Work required: An answer that reproduces all the entries exactly is what is needed.

Material shown:
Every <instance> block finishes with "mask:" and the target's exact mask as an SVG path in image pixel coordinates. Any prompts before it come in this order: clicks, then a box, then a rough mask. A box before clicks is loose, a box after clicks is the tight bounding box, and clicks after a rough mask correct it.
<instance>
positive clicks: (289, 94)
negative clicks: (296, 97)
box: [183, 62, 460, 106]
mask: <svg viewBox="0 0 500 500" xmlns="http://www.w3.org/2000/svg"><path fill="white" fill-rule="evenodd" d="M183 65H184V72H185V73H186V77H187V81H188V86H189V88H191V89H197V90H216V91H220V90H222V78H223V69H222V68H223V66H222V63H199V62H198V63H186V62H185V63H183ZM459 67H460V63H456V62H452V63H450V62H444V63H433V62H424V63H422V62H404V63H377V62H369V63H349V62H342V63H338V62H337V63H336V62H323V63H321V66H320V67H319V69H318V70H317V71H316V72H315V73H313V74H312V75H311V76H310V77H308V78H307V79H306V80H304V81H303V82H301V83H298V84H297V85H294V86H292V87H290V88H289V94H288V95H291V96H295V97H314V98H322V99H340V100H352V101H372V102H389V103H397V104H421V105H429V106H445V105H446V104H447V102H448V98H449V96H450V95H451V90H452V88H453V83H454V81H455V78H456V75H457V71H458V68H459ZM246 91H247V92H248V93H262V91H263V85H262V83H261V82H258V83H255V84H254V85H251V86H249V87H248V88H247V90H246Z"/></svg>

Output of the task:
Every <instance> block finishes with "mask:" and the target's exact mask as an SVG path in image pixel coordinates. Any prompts before it come in this order: clicks, then a box, then a rough mask. A box before clicks is loose, a box after clicks is the tight bounding box, and clicks after a rough mask correct it.
<instance>
positive clicks: (289, 94)
negative clicks: (296, 97)
box: [183, 62, 460, 106]
mask: <svg viewBox="0 0 500 500" xmlns="http://www.w3.org/2000/svg"><path fill="white" fill-rule="evenodd" d="M183 65H184V72H185V73H186V77H187V81H188V86H189V88H191V89H197V90H216V91H220V90H222V78H223V69H222V68H223V66H222V63H199V62H198V63H186V62H185V63H183ZM459 67H460V63H456V62H452V63H450V62H444V63H433V62H424V63H422V62H404V63H377V62H369V63H349V62H342V63H338V62H337V63H336V62H323V63H321V66H320V67H319V69H318V70H317V71H316V72H315V73H313V74H312V75H311V76H310V77H308V78H307V79H306V80H304V81H303V82H301V83H298V84H297V85H294V86H292V87H290V88H289V94H288V95H291V96H295V97H314V98H322V99H340V100H352V101H372V102H389V103H397V104H421V105H429V106H445V105H446V104H447V102H448V98H449V96H450V95H451V90H452V88H453V83H454V81H455V78H456V75H457V71H458V68H459ZM246 91H247V92H248V93H262V91H263V85H262V83H261V82H258V83H255V84H254V85H251V86H249V87H248V88H247V90H246Z"/></svg>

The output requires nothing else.